-------- Excerpted records --------

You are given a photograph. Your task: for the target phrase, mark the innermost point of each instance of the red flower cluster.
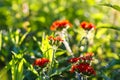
(40, 62)
(83, 68)
(58, 25)
(82, 64)
(58, 38)
(88, 56)
(87, 26)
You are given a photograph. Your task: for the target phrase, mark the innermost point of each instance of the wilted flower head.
(60, 24)
(40, 62)
(87, 26)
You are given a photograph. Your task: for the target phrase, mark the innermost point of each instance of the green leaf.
(0, 40)
(20, 70)
(116, 7)
(46, 48)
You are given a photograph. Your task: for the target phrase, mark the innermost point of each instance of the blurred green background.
(17, 16)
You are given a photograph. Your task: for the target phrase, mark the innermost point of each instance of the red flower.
(40, 62)
(87, 26)
(58, 38)
(73, 60)
(84, 68)
(60, 25)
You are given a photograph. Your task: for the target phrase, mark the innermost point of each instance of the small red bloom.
(40, 62)
(73, 68)
(60, 25)
(87, 26)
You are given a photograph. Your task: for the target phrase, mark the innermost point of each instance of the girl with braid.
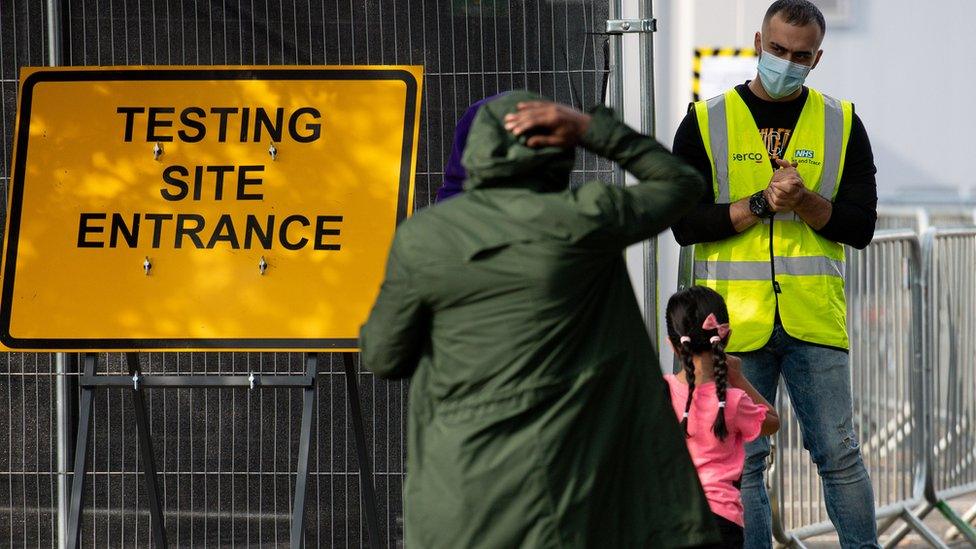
(719, 409)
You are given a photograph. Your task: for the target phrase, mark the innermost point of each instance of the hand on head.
(547, 124)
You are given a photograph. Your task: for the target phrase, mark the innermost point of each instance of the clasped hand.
(786, 190)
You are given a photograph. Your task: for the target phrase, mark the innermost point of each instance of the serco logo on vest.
(743, 157)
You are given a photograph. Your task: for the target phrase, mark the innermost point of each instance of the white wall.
(907, 66)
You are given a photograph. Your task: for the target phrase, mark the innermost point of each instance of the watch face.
(758, 204)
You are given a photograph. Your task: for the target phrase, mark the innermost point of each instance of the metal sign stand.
(138, 382)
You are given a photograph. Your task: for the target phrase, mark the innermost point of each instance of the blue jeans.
(819, 384)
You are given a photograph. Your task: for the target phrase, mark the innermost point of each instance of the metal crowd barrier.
(913, 380)
(950, 282)
(884, 301)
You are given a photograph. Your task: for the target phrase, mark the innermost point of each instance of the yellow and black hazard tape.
(713, 52)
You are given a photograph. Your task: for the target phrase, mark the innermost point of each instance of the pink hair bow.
(711, 323)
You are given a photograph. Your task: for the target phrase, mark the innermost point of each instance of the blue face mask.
(780, 77)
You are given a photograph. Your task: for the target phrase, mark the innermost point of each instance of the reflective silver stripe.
(718, 136)
(833, 141)
(759, 270)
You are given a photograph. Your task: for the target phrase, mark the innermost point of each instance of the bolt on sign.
(204, 208)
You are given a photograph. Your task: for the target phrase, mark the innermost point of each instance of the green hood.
(494, 157)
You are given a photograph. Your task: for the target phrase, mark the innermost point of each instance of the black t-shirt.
(855, 205)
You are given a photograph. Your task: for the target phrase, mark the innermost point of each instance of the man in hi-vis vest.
(792, 181)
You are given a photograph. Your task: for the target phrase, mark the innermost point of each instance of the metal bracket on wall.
(625, 26)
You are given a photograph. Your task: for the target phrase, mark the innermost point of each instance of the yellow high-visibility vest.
(780, 263)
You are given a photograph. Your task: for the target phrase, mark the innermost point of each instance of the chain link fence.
(226, 458)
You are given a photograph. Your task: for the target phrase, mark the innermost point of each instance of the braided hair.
(686, 313)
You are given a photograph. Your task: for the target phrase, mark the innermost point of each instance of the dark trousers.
(732, 536)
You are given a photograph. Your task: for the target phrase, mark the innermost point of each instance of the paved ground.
(935, 521)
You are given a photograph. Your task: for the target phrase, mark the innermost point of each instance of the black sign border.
(170, 74)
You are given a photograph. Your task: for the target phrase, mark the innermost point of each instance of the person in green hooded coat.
(538, 416)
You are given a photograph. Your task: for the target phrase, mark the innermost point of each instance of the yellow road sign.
(204, 208)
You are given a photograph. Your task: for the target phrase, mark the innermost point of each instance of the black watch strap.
(759, 206)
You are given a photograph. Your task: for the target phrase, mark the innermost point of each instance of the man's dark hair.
(797, 12)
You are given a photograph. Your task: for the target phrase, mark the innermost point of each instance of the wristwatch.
(759, 207)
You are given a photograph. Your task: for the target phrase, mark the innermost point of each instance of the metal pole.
(81, 454)
(646, 47)
(60, 359)
(365, 467)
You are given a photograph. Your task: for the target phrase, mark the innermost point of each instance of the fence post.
(54, 58)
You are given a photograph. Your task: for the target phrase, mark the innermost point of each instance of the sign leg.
(81, 455)
(365, 468)
(148, 459)
(301, 480)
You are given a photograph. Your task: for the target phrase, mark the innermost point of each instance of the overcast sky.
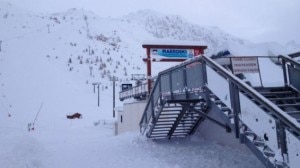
(255, 20)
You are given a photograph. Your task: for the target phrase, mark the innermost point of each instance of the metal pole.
(114, 95)
(114, 79)
(98, 95)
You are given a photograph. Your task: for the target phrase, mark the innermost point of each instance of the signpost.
(245, 65)
(169, 53)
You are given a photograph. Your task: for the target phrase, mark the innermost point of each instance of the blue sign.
(173, 53)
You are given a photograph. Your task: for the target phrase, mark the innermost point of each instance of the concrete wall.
(129, 118)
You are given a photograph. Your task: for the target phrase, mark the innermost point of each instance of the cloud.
(256, 20)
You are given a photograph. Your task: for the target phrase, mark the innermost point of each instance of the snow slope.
(50, 61)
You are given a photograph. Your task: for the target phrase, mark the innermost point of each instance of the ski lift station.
(249, 102)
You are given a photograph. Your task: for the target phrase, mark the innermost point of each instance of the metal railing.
(195, 79)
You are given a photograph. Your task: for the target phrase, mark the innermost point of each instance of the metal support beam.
(228, 129)
(177, 121)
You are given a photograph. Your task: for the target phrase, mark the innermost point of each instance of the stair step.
(259, 143)
(289, 105)
(158, 134)
(293, 112)
(284, 98)
(155, 130)
(276, 92)
(249, 133)
(163, 124)
(171, 119)
(158, 137)
(168, 113)
(224, 108)
(218, 102)
(269, 153)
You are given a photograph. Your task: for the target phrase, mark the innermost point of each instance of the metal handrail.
(274, 110)
(280, 114)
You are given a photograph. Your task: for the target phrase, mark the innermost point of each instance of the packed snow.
(47, 66)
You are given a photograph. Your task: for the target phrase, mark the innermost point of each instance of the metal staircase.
(265, 119)
(286, 98)
(175, 119)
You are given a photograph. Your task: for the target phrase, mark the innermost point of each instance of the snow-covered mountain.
(48, 63)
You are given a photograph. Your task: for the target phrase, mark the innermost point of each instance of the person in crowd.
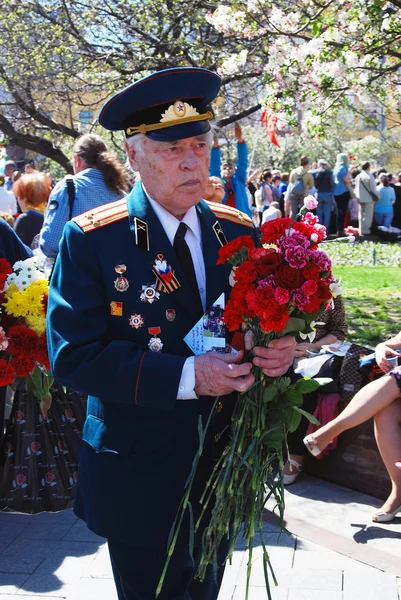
(99, 179)
(331, 329)
(366, 194)
(29, 168)
(9, 168)
(234, 176)
(271, 213)
(396, 185)
(266, 188)
(342, 183)
(8, 202)
(113, 335)
(33, 192)
(7, 218)
(323, 180)
(383, 208)
(215, 191)
(276, 180)
(379, 399)
(301, 181)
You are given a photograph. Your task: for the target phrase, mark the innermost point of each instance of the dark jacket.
(11, 247)
(138, 440)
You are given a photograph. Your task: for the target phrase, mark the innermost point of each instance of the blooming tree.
(317, 56)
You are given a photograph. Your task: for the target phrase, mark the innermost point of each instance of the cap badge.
(178, 110)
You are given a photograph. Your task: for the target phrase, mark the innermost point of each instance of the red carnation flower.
(273, 230)
(289, 278)
(228, 250)
(23, 342)
(42, 356)
(5, 269)
(23, 366)
(7, 373)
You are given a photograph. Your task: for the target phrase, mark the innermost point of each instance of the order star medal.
(149, 293)
(155, 344)
(121, 283)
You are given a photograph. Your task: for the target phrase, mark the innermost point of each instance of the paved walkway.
(332, 554)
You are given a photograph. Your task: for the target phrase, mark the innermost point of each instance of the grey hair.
(136, 143)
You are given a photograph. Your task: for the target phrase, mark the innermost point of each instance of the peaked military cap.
(167, 105)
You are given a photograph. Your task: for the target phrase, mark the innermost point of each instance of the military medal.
(136, 321)
(116, 309)
(170, 314)
(121, 283)
(149, 293)
(155, 344)
(166, 280)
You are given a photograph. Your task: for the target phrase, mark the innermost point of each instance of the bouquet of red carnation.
(23, 347)
(278, 289)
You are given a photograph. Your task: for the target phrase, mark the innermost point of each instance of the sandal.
(288, 479)
(311, 445)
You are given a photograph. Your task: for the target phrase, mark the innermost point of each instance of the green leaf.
(293, 396)
(269, 393)
(310, 417)
(304, 386)
(294, 325)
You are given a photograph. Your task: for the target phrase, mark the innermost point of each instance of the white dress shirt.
(193, 238)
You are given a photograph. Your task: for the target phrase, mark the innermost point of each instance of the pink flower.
(310, 202)
(3, 339)
(299, 300)
(309, 287)
(296, 257)
(281, 295)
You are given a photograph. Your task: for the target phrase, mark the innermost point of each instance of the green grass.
(372, 302)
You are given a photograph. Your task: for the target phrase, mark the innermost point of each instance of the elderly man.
(131, 280)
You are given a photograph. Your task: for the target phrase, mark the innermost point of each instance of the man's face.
(175, 174)
(227, 171)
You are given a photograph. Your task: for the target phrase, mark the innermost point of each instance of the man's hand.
(238, 132)
(277, 358)
(218, 374)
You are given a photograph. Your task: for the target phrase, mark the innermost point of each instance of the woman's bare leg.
(370, 400)
(388, 438)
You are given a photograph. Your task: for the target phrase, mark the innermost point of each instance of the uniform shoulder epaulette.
(102, 215)
(222, 211)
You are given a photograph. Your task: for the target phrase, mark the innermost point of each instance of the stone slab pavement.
(332, 553)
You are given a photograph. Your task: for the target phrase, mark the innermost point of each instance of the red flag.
(269, 120)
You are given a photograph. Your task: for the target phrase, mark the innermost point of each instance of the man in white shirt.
(8, 202)
(131, 280)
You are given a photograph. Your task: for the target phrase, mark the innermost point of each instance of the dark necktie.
(184, 256)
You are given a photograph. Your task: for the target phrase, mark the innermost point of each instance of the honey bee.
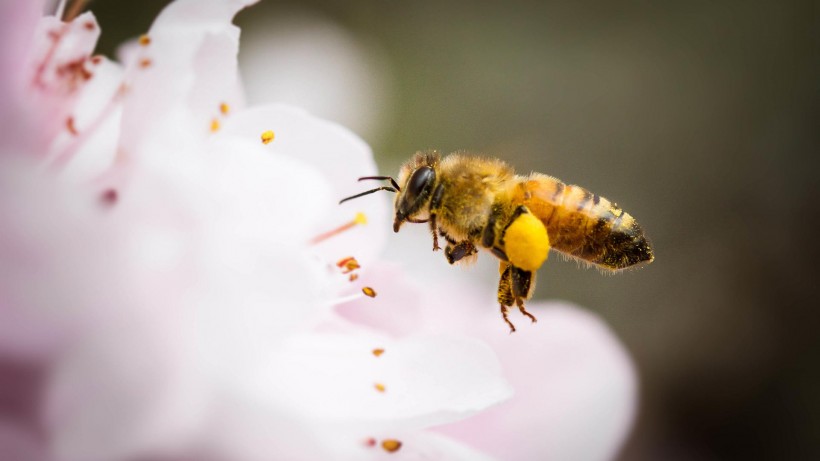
(480, 203)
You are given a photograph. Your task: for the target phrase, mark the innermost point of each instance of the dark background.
(700, 118)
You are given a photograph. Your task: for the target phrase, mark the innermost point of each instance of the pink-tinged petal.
(20, 444)
(86, 146)
(413, 383)
(575, 390)
(17, 35)
(124, 394)
(340, 157)
(300, 58)
(59, 67)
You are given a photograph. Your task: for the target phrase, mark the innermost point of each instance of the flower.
(162, 294)
(171, 287)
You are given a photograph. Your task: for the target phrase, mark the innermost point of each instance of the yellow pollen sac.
(391, 445)
(348, 264)
(526, 242)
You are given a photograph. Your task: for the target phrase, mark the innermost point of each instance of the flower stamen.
(391, 445)
(348, 264)
(359, 219)
(267, 136)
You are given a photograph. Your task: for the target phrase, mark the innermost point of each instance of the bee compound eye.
(419, 183)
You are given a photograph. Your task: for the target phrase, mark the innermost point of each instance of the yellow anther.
(359, 219)
(391, 445)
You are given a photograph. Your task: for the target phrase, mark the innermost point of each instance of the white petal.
(183, 75)
(340, 156)
(428, 380)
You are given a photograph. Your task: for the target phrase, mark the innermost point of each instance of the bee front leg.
(505, 293)
(523, 285)
(435, 205)
(434, 231)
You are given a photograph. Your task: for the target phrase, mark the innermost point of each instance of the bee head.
(415, 195)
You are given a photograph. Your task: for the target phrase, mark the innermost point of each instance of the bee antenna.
(387, 188)
(382, 178)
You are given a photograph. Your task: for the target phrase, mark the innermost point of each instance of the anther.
(348, 264)
(391, 445)
(267, 136)
(359, 219)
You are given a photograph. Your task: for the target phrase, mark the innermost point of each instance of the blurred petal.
(340, 156)
(183, 75)
(576, 391)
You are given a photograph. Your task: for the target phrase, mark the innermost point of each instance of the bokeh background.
(700, 118)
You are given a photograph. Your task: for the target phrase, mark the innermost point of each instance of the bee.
(477, 203)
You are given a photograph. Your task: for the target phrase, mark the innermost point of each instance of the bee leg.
(434, 231)
(505, 294)
(435, 204)
(522, 285)
(456, 251)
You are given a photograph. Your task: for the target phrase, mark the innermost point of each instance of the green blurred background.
(698, 117)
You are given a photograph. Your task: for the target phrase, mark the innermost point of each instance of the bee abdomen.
(585, 225)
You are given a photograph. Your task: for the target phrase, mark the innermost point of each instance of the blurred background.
(699, 118)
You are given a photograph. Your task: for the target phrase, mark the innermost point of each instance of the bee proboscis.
(480, 203)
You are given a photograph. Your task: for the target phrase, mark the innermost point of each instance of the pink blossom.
(161, 290)
(164, 295)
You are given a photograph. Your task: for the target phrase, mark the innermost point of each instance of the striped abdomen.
(583, 224)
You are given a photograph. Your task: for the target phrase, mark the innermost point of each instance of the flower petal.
(426, 380)
(575, 391)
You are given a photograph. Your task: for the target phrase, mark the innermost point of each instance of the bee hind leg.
(505, 293)
(454, 252)
(522, 285)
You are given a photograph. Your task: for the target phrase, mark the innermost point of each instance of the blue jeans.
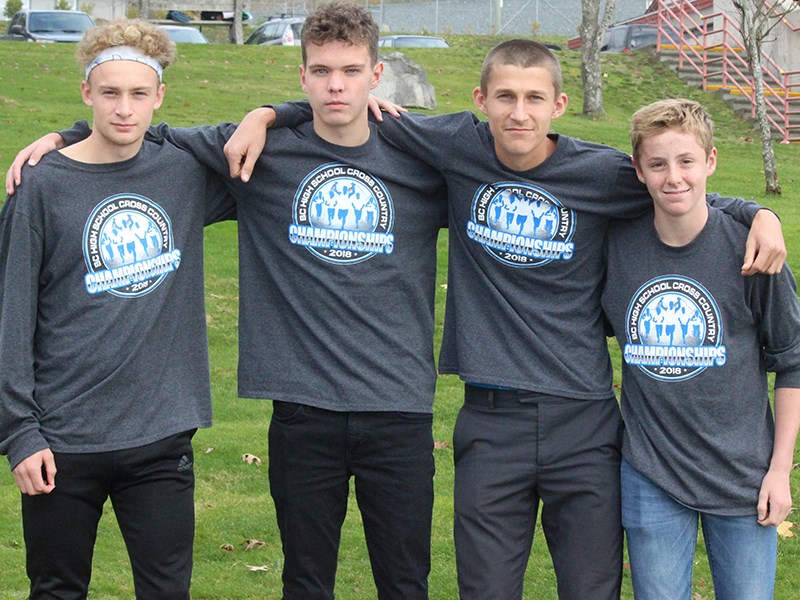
(313, 453)
(662, 536)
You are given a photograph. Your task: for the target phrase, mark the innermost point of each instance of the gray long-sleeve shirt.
(337, 259)
(102, 315)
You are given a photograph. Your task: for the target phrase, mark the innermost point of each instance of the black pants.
(513, 450)
(313, 453)
(152, 491)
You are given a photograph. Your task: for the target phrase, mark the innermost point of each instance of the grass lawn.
(39, 92)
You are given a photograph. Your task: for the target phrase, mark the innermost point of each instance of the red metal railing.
(711, 45)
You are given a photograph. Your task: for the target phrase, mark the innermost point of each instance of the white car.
(184, 34)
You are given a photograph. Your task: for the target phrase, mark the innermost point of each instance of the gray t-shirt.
(698, 339)
(102, 317)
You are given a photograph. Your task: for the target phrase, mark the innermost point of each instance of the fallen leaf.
(254, 544)
(785, 529)
(251, 459)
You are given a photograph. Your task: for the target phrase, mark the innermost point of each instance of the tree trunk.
(144, 9)
(591, 31)
(754, 24)
(236, 35)
(773, 186)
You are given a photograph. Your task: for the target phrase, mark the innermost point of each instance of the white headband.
(124, 53)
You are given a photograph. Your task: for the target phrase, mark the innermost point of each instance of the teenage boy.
(700, 442)
(528, 212)
(337, 251)
(102, 331)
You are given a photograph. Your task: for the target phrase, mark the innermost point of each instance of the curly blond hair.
(149, 39)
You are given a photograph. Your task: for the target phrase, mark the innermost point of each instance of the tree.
(236, 35)
(592, 29)
(12, 7)
(757, 19)
(144, 9)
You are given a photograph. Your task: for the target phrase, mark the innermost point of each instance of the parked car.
(48, 26)
(277, 32)
(626, 38)
(413, 41)
(184, 34)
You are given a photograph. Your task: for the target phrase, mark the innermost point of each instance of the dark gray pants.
(313, 453)
(152, 490)
(513, 449)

--------

Exercise objective — Above are the records; copy exactly the lines from the one with "the white car." through the final line.

Written solution —
You are given a photograph. Your task: for the target phrase, mark the innermost point of each instance of the white car.
(184, 34)
You are given a photograph. Your task: for the target phrase, mark the innermost point of each instance of the gray t-shirt.
(698, 339)
(102, 317)
You are given a photograph. Your task: for the target phrase, mark the innermost point of each instance of the fallen leaf.
(254, 544)
(785, 529)
(251, 459)
You are given a photograph. Your task: for the target phrase, mark the innermost point of each instance of the tree trunk.
(144, 9)
(591, 31)
(754, 24)
(236, 35)
(773, 186)
You are given a photograph. Your task: for the target phrase, mark the innermost point of each instance of the white headband.
(124, 53)
You are given a photograph. Your task: for the target phrase, mark the innermost point of each instance of the teenage boy.
(700, 442)
(528, 212)
(337, 251)
(102, 331)
You are given a photograph. Your task: for the target phrase, mark the innermost point of each instance of the curly blond hair.
(149, 39)
You are given a photograph. Your task: for the target phrase, mark the innermost point of each instance of the tree.
(236, 35)
(592, 29)
(12, 7)
(757, 19)
(144, 9)
You are given a photograph. Your task: for the target phrase, mark the innermost point of each instance of the parked car.
(48, 26)
(277, 32)
(626, 38)
(413, 41)
(184, 34)
You are given a photograph. Your task: for the target phrase, mark the innermost point of each instance of the dark gray pants.
(313, 453)
(152, 490)
(513, 449)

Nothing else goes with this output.